** EXERCISE GOAL **
Pull out every line of the listing below that contains the string "convertible". Letter case matters, so only matching capitalization counts.

** RECORDED INFORMATION **

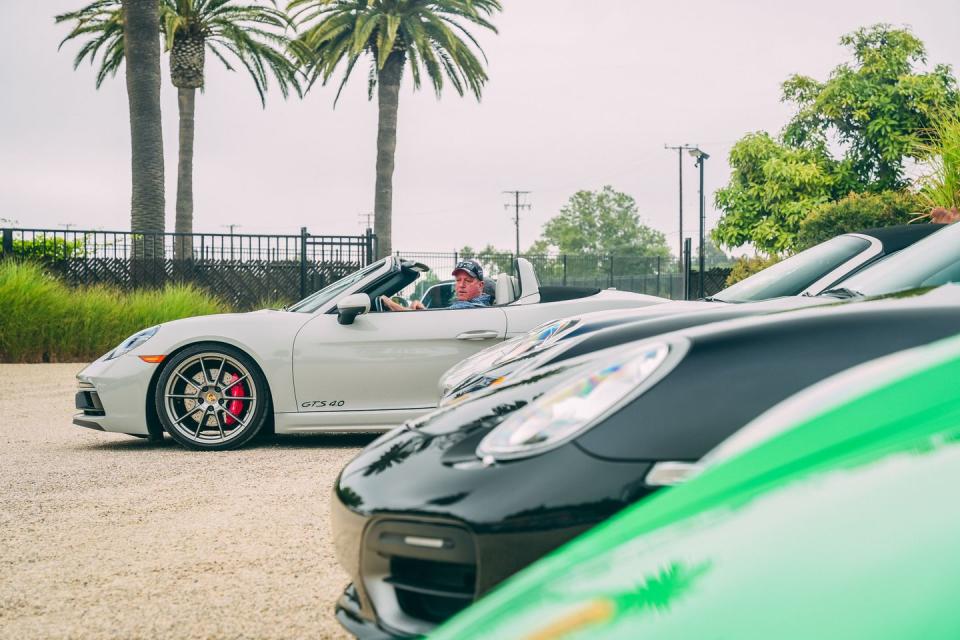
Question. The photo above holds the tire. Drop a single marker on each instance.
(212, 397)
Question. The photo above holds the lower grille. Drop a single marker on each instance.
(418, 574)
(432, 591)
(89, 402)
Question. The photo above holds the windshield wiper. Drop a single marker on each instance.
(842, 292)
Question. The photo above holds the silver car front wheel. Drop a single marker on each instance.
(211, 397)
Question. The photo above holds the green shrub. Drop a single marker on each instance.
(746, 267)
(856, 212)
(48, 247)
(44, 320)
(940, 182)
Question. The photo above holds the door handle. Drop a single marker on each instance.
(479, 334)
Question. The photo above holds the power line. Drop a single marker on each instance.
(516, 208)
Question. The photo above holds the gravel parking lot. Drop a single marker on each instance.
(108, 536)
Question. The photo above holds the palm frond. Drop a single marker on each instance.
(433, 35)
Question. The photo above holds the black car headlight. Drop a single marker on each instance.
(132, 342)
(574, 407)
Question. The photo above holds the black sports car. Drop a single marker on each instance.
(436, 513)
(921, 262)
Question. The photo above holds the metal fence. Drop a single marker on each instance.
(248, 270)
(242, 269)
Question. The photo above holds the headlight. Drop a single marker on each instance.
(132, 342)
(564, 413)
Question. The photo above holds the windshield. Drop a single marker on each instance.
(791, 276)
(933, 261)
(313, 302)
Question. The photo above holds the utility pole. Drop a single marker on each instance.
(701, 157)
(516, 208)
(366, 219)
(680, 149)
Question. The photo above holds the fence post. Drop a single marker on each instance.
(303, 262)
(658, 275)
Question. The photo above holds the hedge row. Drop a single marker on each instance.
(44, 320)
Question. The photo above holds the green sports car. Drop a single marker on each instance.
(834, 515)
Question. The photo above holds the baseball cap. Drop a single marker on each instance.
(470, 266)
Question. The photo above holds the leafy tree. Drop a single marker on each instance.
(592, 227)
(772, 188)
(713, 255)
(604, 222)
(429, 36)
(856, 212)
(493, 260)
(254, 35)
(873, 107)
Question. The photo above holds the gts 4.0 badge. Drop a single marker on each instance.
(318, 404)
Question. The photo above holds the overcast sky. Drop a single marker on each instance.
(581, 94)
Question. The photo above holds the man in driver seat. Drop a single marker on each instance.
(468, 289)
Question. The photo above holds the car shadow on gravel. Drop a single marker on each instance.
(313, 441)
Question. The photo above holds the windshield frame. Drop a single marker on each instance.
(907, 255)
(337, 290)
(841, 271)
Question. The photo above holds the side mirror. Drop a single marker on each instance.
(352, 306)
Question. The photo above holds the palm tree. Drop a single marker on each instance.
(138, 18)
(255, 35)
(431, 35)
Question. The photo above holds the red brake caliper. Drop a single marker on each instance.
(234, 406)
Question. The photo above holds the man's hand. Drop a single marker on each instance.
(395, 306)
(390, 304)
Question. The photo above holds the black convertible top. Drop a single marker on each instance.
(902, 235)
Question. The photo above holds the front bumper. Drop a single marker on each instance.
(412, 573)
(112, 395)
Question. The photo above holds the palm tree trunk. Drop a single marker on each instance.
(142, 52)
(183, 248)
(388, 95)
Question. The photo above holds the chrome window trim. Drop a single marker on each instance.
(871, 253)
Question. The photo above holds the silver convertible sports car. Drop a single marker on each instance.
(334, 361)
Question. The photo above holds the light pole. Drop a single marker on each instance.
(680, 149)
(701, 157)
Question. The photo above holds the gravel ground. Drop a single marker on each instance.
(108, 536)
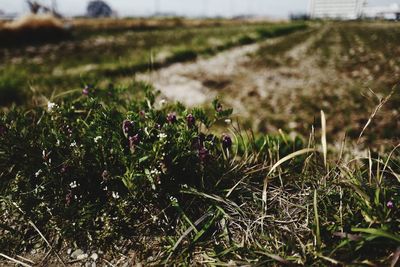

** ANSWER BELOW **
Question. The photo above holds the black convertible top. Drop a single marker on each instance.
Question. The photo above holds the silver convertible sports car. Drop a single marker on each instance.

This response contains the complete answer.